TASK: Transcribe the data exactly. Leave nothing out.

EXTRACTED RECORDS:
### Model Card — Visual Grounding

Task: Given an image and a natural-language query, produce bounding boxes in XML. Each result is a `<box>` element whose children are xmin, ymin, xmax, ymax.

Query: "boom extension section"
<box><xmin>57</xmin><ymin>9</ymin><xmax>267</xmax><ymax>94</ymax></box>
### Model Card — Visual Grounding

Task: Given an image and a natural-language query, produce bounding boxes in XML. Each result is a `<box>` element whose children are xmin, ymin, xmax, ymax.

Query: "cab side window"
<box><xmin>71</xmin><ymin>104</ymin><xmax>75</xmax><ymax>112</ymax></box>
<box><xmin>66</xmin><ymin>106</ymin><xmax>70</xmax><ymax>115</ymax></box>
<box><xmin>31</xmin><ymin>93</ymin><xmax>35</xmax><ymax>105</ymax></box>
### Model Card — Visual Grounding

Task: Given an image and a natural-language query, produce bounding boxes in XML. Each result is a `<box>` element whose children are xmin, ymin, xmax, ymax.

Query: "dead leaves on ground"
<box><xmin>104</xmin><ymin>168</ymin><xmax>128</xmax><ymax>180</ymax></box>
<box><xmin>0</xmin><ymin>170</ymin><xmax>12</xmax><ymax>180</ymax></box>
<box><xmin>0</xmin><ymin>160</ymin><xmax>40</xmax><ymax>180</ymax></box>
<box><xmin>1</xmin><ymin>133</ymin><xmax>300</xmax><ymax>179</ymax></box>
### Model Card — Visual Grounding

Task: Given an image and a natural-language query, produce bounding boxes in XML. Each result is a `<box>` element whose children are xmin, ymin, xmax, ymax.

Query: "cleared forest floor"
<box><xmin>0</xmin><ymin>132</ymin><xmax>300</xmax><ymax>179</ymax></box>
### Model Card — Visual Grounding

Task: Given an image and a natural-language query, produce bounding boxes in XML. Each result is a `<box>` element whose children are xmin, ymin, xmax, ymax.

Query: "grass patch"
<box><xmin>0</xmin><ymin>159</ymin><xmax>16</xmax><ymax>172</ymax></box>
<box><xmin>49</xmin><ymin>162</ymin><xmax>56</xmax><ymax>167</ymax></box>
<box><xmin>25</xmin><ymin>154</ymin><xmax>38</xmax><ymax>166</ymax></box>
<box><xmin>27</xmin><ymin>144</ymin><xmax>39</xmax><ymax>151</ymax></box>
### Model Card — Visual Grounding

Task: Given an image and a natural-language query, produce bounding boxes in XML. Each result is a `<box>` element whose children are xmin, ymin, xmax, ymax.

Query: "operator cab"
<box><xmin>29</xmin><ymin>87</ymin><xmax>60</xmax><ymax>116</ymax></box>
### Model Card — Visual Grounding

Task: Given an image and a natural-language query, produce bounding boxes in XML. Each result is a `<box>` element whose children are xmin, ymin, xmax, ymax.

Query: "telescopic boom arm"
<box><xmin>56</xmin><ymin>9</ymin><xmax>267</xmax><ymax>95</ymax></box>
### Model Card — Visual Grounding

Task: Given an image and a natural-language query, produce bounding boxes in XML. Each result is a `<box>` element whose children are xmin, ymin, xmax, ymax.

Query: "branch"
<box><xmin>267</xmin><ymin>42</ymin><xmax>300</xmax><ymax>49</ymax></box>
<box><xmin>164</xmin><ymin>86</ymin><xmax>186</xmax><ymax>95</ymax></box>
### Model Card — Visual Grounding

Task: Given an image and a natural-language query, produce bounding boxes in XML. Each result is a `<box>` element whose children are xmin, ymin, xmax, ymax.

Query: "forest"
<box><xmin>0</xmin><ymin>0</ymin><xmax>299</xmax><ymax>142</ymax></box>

TASK RESPONSE:
### Model Card — Visual Grounding

Task: Given an image and a natural-language query, produce bounding boxes in XML. Each result is a `<box>` element whose children are xmin, ymin, xmax, ymax.

Query: "boom extension section"
<box><xmin>57</xmin><ymin>9</ymin><xmax>267</xmax><ymax>94</ymax></box>
### Model Card — Visual Grounding

Task: Given an image and a natural-language query, produce bounding boxes in XML. Each result is a `<box>` element whose children are xmin, ymin, xmax, ymax.

Query: "cab side window"
<box><xmin>71</xmin><ymin>104</ymin><xmax>75</xmax><ymax>112</ymax></box>
<box><xmin>66</xmin><ymin>106</ymin><xmax>70</xmax><ymax>115</ymax></box>
<box><xmin>31</xmin><ymin>93</ymin><xmax>35</xmax><ymax>105</ymax></box>
### Model Card — Visual Grounding

Task: Given an image and a natural-language query, produce bounding boxes in XML. Each result is a `<box>` element whose children are xmin, ymin, xmax, ymax.

Query: "dead leaves on ground"
<box><xmin>104</xmin><ymin>168</ymin><xmax>128</xmax><ymax>180</ymax></box>
<box><xmin>0</xmin><ymin>170</ymin><xmax>12</xmax><ymax>180</ymax></box>
<box><xmin>0</xmin><ymin>160</ymin><xmax>40</xmax><ymax>180</ymax></box>
<box><xmin>1</xmin><ymin>133</ymin><xmax>300</xmax><ymax>179</ymax></box>
### Model Card — Visual Grounding

Task: Given an image and a natural-language query, produce bounding boxes in XML. Each result is a `<box>` element whose children are xmin, ymin, xmax, ymax.

Query: "cleared forest floor"
<box><xmin>0</xmin><ymin>132</ymin><xmax>300</xmax><ymax>179</ymax></box>
### Model Card — Visual Grounding

Task: Given an image and a natural-language query, produce bounding boxes in XML. Each result is a `<box>` element whose children are xmin, ymin, xmax, ymax.

Query: "grass patch"
<box><xmin>0</xmin><ymin>159</ymin><xmax>16</xmax><ymax>172</ymax></box>
<box><xmin>49</xmin><ymin>162</ymin><xmax>56</xmax><ymax>167</ymax></box>
<box><xmin>25</xmin><ymin>154</ymin><xmax>38</xmax><ymax>166</ymax></box>
<box><xmin>27</xmin><ymin>144</ymin><xmax>39</xmax><ymax>151</ymax></box>
### Model Card — Visual Grounding

Task: Given an image and a natural-language query, produce bounding boxes in XML. Each result is a `<box>` element whose children are xmin, ymin, xmax, ymax.

Query: "operator cab"
<box><xmin>29</xmin><ymin>87</ymin><xmax>60</xmax><ymax>116</ymax></box>
### Model Card — Visual Grounding

Task: Given an image and a natural-language query, produce bounding boxes in XML. Each result is a `<box>` element whose children are xmin, ymin, xmax, ymax.

Query: "telescopic boom arm"
<box><xmin>56</xmin><ymin>9</ymin><xmax>267</xmax><ymax>95</ymax></box>
### Model Card — Visual Grounding

Task: Given an image and a natural-language query, produce bounding boxes in XML. Each result is a `<box>` element whose children are xmin, ymin, xmax, ymax.

Query: "branch"
<box><xmin>267</xmin><ymin>42</ymin><xmax>300</xmax><ymax>49</ymax></box>
<box><xmin>164</xmin><ymin>86</ymin><xmax>186</xmax><ymax>95</ymax></box>
### Model Card — Visual Grounding

Task: Given an image and a natural-language query, produce bounding boxes in XML. Each result is a `<box>` element whose children are xmin, ymin, xmax, ymax.

Query: "forest"
<box><xmin>0</xmin><ymin>0</ymin><xmax>299</xmax><ymax>142</ymax></box>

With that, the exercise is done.